## To do
Transcribe the records exactly from the line with "Would you point at the manhole" to the end, both included.
-=-=-
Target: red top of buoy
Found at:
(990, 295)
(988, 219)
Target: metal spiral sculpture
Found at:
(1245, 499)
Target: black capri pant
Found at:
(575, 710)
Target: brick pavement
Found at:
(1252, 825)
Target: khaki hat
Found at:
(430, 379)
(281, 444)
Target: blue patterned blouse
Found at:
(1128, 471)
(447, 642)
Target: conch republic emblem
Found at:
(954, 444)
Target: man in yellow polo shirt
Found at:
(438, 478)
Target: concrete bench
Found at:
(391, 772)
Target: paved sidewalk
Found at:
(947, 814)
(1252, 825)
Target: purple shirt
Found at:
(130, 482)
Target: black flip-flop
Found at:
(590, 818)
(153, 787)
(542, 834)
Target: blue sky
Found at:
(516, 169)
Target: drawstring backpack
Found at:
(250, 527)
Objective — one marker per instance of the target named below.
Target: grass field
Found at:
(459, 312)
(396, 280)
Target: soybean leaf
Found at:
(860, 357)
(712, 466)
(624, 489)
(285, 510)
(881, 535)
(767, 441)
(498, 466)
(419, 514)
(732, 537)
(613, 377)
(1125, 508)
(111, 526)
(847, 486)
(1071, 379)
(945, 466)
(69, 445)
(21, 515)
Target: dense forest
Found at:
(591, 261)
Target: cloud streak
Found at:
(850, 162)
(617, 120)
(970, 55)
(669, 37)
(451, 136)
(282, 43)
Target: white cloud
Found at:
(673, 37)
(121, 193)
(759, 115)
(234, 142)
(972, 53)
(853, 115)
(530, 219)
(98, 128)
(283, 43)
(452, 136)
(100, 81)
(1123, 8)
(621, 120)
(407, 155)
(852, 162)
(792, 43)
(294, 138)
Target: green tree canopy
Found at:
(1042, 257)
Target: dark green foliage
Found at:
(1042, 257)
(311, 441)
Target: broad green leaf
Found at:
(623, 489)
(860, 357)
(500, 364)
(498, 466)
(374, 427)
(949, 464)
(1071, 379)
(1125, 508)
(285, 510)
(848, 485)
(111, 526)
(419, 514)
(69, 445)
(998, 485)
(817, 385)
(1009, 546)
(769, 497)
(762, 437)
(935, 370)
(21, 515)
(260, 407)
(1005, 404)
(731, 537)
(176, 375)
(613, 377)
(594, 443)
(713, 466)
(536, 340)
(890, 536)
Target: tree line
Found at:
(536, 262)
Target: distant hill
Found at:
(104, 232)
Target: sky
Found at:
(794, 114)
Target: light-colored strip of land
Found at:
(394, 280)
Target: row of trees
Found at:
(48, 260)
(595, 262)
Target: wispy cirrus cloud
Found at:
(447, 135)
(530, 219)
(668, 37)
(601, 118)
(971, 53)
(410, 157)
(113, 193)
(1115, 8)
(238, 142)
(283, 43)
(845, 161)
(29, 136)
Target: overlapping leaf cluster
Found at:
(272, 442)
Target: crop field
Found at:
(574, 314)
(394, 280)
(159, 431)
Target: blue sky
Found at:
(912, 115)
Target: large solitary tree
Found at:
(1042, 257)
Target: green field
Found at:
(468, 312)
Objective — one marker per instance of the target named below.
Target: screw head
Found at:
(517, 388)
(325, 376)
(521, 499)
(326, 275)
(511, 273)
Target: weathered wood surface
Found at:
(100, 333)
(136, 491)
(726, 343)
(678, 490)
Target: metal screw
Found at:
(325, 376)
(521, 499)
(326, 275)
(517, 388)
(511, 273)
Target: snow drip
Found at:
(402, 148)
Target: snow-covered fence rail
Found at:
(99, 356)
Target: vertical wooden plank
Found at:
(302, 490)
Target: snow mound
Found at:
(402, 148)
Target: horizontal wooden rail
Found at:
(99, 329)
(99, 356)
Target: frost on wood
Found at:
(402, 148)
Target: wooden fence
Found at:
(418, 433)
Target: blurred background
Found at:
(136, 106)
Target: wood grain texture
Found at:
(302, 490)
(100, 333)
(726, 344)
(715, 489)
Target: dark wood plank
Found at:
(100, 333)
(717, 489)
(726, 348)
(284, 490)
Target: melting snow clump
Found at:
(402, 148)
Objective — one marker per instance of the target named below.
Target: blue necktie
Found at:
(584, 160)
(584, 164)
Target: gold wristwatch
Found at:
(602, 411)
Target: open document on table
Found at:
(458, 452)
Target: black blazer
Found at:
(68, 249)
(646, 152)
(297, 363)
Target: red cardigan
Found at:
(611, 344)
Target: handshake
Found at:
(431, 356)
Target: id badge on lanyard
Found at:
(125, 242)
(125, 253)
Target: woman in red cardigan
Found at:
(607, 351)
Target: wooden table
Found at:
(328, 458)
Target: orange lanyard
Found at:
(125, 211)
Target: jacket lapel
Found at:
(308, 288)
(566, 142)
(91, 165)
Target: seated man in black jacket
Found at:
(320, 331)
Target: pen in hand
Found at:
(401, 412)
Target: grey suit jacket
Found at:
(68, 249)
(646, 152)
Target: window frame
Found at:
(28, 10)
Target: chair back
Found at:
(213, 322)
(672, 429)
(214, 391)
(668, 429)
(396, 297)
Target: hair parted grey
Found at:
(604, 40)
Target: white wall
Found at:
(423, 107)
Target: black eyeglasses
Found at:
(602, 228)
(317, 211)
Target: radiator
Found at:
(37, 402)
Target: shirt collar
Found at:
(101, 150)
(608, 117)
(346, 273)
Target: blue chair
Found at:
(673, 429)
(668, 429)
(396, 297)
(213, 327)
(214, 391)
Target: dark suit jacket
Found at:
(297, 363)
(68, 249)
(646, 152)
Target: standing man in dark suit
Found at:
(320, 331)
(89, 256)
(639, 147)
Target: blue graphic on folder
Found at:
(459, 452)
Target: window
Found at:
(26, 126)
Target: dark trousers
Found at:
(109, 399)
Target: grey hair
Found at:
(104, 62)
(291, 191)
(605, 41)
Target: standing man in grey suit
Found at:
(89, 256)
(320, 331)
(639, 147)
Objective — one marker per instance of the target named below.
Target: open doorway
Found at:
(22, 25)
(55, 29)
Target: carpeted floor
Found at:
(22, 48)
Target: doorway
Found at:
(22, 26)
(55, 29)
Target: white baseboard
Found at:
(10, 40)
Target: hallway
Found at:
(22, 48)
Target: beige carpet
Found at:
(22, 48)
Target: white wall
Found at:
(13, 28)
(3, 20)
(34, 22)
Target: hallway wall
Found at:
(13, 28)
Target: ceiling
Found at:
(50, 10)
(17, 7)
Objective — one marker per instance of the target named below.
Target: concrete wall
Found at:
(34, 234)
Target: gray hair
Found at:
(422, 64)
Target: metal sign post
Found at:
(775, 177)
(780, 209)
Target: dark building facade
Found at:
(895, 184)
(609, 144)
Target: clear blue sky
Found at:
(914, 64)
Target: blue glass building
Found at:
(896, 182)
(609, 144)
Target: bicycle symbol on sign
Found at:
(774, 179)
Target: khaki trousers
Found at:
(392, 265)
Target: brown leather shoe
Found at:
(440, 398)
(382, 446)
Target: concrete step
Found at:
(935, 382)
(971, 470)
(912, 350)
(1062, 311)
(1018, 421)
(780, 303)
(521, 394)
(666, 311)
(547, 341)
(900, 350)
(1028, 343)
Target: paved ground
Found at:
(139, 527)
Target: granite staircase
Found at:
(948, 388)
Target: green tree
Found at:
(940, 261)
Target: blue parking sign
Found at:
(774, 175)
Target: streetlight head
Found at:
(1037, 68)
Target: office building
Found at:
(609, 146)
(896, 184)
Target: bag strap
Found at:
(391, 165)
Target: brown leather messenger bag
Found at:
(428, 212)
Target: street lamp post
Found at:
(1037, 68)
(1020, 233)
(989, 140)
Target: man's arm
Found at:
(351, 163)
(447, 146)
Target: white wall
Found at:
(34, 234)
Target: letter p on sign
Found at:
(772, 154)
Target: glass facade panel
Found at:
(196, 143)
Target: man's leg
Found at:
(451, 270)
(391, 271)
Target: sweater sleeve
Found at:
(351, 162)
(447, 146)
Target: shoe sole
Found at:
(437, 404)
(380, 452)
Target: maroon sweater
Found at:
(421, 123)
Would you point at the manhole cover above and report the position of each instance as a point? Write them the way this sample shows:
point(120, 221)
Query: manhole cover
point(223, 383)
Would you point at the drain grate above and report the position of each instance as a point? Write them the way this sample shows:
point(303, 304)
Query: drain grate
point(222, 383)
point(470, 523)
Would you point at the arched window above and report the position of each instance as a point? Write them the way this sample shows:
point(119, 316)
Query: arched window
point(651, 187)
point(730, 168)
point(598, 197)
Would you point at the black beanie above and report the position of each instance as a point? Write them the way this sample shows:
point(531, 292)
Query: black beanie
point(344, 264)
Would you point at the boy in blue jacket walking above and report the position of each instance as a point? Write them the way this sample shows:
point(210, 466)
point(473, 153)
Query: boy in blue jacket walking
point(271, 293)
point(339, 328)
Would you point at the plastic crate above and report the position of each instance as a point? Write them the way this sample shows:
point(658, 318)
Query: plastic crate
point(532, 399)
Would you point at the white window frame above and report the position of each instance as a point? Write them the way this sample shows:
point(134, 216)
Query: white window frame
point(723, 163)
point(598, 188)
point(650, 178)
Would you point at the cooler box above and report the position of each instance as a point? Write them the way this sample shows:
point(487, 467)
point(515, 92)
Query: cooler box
-=-=-
## Reply
Would you point at the manhole cover above and report the position of each instance as a point? Write them the way this sample shows:
point(120, 221)
Query: manhole cover
point(223, 383)
Would you point at the drain grate above and report the position of each instance as a point? Write them the way this sample shows:
point(303, 304)
Query: drain grate
point(222, 383)
point(470, 523)
Would you point at the arched window above and report the position of each instance as a point? Write them the way this sample shows:
point(119, 316)
Query: arched window
point(651, 187)
point(730, 168)
point(598, 197)
Would you point at the black beanie above and report the position of each instance as a point? Write them the way this sample shows:
point(531, 292)
Query: black beanie
point(344, 264)
Would you point at the boy in blue jacket walking above and report the position of each instance as a point? Write them the way this sample shows:
point(210, 466)
point(473, 153)
Query: boy in blue jacket walking
point(271, 293)
point(339, 328)
Would you point at the plastic crate above and report the position of each instance as a point? Write them the way this sample shows:
point(658, 318)
Query: plastic crate
point(532, 399)
Would you point at the white window frame above and report the position of each instance as a point? Write them the way this sample shows:
point(134, 216)
Query: white window frame
point(723, 163)
point(598, 188)
point(650, 178)
Would you point at the cooler box above and report the position of each instance as a point? Write them the way this sample shows:
point(487, 467)
point(515, 92)
Query: cooler box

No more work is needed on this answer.